- Problem details: Reproduce the line that holds "the snow-covered pine" together with all the lines after it up to the end of the entries.

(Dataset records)
## BEGIN

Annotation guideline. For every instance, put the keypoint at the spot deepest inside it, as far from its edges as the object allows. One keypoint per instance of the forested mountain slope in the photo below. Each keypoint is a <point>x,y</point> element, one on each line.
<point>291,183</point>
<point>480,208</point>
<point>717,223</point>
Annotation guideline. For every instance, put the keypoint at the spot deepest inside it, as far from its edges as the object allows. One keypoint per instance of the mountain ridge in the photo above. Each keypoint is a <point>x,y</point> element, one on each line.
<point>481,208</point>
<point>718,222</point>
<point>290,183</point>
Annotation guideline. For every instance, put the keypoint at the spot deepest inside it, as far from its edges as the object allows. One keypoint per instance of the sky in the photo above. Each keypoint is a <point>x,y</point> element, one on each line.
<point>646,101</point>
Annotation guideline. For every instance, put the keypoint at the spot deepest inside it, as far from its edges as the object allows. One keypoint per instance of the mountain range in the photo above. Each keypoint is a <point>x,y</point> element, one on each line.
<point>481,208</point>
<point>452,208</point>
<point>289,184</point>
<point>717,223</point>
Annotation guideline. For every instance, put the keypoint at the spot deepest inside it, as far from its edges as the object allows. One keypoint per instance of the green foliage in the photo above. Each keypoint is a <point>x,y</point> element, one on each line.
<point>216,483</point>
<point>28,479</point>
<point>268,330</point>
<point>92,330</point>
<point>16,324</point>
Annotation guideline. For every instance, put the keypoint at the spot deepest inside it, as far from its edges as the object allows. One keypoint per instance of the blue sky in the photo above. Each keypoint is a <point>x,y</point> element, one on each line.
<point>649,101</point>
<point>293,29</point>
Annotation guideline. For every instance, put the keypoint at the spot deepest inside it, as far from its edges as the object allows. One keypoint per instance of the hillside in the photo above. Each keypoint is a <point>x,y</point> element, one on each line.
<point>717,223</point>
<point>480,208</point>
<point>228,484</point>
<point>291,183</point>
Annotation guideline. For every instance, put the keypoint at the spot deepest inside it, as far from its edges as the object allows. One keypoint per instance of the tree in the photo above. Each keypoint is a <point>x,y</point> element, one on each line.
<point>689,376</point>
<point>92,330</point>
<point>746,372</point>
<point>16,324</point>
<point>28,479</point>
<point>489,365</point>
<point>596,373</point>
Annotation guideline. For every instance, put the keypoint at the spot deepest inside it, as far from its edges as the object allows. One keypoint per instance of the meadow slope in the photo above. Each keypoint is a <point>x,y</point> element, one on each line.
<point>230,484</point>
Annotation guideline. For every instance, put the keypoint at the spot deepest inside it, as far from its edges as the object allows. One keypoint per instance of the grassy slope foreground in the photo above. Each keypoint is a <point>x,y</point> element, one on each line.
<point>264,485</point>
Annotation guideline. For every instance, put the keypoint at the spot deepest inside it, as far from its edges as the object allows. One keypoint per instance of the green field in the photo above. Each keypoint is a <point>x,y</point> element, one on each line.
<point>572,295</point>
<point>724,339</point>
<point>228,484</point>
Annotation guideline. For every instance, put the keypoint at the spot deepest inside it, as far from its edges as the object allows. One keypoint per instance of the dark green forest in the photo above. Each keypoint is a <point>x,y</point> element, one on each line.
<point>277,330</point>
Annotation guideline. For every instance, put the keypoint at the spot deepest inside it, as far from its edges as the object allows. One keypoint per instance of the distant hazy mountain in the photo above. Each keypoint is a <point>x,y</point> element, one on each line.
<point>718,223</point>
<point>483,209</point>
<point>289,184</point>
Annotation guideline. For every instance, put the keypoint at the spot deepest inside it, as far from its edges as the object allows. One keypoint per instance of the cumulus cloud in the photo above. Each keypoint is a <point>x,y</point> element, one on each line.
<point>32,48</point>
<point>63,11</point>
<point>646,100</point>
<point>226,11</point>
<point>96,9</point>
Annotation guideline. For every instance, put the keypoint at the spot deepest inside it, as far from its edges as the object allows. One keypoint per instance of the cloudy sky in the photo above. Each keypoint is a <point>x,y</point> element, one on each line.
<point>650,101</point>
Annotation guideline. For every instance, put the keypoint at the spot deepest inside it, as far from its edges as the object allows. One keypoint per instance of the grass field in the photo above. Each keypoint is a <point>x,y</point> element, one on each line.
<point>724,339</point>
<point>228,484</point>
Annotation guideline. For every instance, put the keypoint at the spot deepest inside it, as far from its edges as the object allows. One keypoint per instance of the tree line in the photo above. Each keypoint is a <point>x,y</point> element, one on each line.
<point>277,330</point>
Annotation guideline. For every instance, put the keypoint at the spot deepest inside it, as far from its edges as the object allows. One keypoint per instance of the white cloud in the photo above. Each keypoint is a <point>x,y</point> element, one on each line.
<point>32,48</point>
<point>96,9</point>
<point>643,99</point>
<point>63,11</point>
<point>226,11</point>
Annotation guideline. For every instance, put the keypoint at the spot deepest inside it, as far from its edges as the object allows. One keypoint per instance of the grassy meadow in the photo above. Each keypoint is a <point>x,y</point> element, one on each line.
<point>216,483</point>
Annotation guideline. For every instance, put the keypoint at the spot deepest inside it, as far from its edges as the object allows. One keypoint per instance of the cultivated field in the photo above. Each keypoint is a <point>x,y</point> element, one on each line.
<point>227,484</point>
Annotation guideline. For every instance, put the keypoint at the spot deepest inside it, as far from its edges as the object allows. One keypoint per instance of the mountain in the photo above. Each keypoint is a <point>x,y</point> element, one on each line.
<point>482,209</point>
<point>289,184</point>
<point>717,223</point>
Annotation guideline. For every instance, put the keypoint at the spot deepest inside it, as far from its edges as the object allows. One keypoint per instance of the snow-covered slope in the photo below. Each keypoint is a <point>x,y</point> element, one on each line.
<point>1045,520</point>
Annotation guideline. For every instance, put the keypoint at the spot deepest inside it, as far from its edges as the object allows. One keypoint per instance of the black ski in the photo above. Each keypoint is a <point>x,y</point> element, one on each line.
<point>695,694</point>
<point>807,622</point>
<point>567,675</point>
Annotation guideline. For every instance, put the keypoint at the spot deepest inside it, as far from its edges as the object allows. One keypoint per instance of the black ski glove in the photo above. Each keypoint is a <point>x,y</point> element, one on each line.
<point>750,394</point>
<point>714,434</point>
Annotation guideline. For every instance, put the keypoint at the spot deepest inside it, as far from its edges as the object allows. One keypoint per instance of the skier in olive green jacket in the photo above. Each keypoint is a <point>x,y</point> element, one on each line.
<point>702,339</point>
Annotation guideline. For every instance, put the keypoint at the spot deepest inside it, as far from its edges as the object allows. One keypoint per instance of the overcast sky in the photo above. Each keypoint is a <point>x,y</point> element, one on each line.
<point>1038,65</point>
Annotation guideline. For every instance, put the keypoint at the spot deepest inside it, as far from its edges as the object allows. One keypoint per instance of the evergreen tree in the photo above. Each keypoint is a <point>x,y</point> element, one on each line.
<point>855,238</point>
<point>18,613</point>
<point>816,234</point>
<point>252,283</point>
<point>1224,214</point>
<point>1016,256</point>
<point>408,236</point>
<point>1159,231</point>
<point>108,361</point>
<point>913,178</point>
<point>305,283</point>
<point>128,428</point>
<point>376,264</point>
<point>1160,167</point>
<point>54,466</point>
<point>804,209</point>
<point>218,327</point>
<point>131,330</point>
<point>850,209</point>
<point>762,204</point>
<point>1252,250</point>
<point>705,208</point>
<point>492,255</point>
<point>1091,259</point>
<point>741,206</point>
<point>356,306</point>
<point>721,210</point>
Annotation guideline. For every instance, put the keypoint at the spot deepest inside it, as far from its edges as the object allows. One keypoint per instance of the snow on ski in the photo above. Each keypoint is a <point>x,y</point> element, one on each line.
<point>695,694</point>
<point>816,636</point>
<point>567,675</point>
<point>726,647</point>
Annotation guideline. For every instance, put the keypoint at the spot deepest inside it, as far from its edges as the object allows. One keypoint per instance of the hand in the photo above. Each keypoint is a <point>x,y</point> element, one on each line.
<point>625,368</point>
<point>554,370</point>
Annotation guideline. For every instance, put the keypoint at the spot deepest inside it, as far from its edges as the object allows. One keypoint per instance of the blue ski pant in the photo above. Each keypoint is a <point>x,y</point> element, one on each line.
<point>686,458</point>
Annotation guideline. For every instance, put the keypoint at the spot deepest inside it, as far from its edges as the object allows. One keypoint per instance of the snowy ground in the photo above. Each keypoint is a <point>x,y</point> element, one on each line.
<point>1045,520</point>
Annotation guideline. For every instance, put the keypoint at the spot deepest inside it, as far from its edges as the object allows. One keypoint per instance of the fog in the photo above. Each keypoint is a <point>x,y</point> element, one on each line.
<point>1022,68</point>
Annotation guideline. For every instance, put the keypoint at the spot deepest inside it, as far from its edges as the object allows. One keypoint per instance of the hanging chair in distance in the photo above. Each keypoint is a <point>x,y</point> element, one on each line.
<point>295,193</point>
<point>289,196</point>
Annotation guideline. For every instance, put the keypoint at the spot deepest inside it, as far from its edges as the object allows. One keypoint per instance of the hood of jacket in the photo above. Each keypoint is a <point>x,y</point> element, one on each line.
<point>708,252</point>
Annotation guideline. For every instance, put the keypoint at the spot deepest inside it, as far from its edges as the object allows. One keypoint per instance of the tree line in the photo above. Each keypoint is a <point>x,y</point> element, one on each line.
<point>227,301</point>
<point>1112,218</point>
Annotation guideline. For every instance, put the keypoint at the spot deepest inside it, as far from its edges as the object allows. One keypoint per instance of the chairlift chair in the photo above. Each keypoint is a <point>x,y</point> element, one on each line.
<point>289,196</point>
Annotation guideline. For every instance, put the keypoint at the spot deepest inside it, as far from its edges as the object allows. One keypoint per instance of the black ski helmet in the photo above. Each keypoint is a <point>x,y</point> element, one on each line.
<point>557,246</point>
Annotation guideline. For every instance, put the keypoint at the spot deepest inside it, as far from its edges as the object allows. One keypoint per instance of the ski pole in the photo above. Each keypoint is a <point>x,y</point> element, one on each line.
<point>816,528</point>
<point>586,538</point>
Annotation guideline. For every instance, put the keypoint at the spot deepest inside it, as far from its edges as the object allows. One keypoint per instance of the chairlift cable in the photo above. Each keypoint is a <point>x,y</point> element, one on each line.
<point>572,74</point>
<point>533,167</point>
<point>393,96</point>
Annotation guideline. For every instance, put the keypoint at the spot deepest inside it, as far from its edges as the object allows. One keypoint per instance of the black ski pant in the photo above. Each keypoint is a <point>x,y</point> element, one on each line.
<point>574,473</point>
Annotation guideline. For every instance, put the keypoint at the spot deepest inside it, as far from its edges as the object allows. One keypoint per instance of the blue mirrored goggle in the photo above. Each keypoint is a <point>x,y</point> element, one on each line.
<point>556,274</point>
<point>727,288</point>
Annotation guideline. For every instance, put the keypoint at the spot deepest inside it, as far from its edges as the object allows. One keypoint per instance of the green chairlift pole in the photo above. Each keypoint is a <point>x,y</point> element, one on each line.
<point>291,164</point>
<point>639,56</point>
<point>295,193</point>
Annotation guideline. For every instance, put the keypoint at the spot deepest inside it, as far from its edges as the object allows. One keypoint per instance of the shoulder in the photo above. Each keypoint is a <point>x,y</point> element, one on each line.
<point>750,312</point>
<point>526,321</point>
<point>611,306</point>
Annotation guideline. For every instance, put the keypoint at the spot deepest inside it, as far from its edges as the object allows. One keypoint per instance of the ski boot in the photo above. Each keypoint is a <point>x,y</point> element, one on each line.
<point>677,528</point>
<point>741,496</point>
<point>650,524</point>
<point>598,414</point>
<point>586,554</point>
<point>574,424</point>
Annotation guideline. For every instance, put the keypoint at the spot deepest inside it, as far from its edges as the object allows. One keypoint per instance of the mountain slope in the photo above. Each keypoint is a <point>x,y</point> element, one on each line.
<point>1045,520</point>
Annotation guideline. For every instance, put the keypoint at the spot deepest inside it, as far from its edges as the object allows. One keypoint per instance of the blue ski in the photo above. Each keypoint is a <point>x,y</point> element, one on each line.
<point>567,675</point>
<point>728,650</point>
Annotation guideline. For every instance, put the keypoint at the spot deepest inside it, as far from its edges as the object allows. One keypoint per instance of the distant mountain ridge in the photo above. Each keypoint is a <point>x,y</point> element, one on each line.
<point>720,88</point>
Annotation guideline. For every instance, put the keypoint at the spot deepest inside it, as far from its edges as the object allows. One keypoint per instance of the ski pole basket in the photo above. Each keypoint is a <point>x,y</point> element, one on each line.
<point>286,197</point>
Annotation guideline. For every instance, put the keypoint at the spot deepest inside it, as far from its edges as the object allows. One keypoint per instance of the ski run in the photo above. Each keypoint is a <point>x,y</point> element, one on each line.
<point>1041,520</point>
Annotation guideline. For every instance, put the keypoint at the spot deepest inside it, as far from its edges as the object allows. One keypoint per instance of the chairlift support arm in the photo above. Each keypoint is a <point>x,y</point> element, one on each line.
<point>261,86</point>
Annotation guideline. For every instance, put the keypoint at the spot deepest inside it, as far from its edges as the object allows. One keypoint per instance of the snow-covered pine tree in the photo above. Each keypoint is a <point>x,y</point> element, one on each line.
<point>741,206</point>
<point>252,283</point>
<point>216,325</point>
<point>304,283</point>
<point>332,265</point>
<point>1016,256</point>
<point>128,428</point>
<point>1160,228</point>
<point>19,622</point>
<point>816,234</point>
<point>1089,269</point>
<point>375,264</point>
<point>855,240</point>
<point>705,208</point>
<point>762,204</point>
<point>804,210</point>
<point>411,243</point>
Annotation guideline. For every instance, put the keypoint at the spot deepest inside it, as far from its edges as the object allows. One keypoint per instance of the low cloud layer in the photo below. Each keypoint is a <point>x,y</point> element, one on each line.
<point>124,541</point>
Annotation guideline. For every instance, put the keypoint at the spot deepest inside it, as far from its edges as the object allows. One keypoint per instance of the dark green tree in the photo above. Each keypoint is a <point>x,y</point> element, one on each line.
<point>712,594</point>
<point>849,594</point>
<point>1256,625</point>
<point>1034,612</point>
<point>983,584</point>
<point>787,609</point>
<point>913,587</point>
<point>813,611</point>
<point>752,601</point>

## END

- Result for this task:
Annotation guideline. For every instance, put the keypoint at the spot deepest inside it, as far from its edges as the object allows. One keypoint per instance of the snow-covered pine tree in the photo above. Each keypoint is a <point>x,y</point> element, one on each line.
<point>741,206</point>
<point>252,283</point>
<point>216,325</point>
<point>304,283</point>
<point>332,265</point>
<point>1016,256</point>
<point>128,428</point>
<point>1160,228</point>
<point>19,622</point>
<point>816,234</point>
<point>1089,269</point>
<point>375,264</point>
<point>855,240</point>
<point>705,208</point>
<point>762,204</point>
<point>804,210</point>
<point>411,243</point>
Annotation guideline. For every instance, put the keypoint at the spot deepest inside it, as far from its edges as the object allows. One keypoint per instance of the low cloud layer in the photo below. Each keypoint is a <point>x,y</point> element, one on each line.
<point>124,541</point>
Annotation guideline. For every instance, put the keypoint at the spot deepest inside it, as far from its edges as the object allows. One keypoint per instance of the dark green tree in the photo above. Each keypoint is a <point>x,y</point> element, one on each line.
<point>712,594</point>
<point>849,594</point>
<point>1256,625</point>
<point>1034,612</point>
<point>983,584</point>
<point>787,609</point>
<point>913,587</point>
<point>813,611</point>
<point>752,601</point>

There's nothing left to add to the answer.